[Stored data entries]
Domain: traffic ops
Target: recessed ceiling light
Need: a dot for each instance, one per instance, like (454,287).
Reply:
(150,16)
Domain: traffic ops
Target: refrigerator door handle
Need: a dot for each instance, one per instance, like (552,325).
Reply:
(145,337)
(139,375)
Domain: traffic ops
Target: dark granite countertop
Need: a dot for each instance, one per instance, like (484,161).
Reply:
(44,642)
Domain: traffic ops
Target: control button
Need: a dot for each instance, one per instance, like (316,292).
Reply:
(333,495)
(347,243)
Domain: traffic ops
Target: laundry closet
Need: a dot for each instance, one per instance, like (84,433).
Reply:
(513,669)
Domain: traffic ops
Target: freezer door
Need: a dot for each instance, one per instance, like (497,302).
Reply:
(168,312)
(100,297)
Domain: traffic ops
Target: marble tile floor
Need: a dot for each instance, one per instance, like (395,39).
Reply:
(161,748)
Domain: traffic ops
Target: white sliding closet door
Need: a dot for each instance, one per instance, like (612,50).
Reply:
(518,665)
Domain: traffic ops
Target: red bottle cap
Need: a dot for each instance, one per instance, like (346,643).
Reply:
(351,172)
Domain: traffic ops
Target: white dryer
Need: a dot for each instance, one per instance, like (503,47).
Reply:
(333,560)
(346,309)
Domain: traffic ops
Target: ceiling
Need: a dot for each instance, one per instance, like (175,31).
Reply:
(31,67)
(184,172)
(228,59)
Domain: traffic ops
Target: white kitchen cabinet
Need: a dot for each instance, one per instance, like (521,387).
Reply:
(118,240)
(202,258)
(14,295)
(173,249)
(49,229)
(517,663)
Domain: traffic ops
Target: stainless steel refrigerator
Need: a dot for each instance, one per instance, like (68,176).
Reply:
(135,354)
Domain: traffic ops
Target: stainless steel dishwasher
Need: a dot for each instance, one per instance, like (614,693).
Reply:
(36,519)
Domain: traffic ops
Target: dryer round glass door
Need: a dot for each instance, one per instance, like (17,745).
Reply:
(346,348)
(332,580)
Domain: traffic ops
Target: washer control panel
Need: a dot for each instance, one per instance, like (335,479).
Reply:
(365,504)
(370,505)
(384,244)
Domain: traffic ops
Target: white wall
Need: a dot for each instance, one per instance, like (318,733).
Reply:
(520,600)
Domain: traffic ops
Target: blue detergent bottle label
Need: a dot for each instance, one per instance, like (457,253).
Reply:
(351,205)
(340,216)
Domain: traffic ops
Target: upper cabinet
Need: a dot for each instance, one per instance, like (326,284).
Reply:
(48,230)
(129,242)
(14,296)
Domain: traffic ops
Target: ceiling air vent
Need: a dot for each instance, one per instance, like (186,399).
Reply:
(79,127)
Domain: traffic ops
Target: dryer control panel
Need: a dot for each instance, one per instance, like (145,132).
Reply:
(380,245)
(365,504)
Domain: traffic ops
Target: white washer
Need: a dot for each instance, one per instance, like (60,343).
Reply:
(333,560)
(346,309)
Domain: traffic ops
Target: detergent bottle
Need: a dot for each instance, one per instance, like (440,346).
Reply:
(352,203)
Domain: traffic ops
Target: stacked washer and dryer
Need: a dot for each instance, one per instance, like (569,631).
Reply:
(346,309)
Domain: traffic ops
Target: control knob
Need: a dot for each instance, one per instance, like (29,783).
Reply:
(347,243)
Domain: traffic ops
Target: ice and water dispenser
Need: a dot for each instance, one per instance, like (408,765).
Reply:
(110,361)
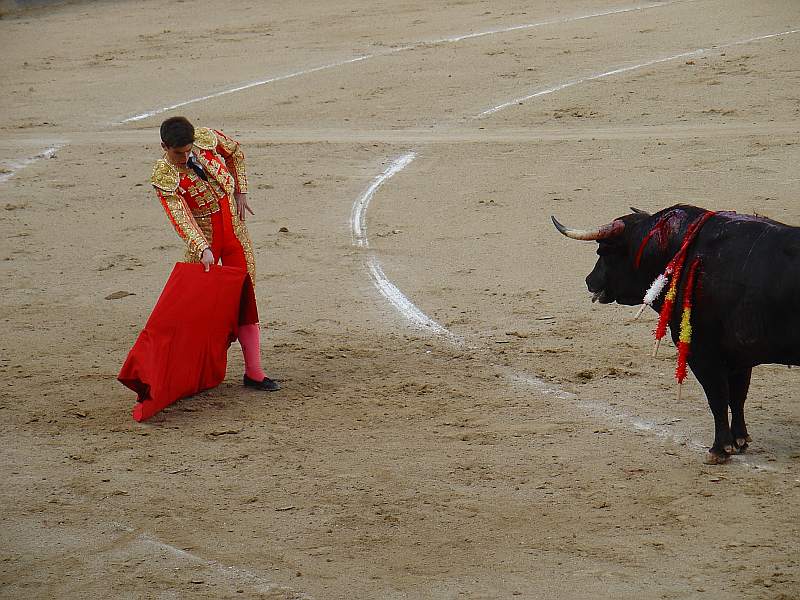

• Exercise prompt
Which lines in the items contain the string "panel"? Pull out each of them, treating uppercase and lowercase as different.

• Response to the task
Target: washer control panel
Target: dryer control panel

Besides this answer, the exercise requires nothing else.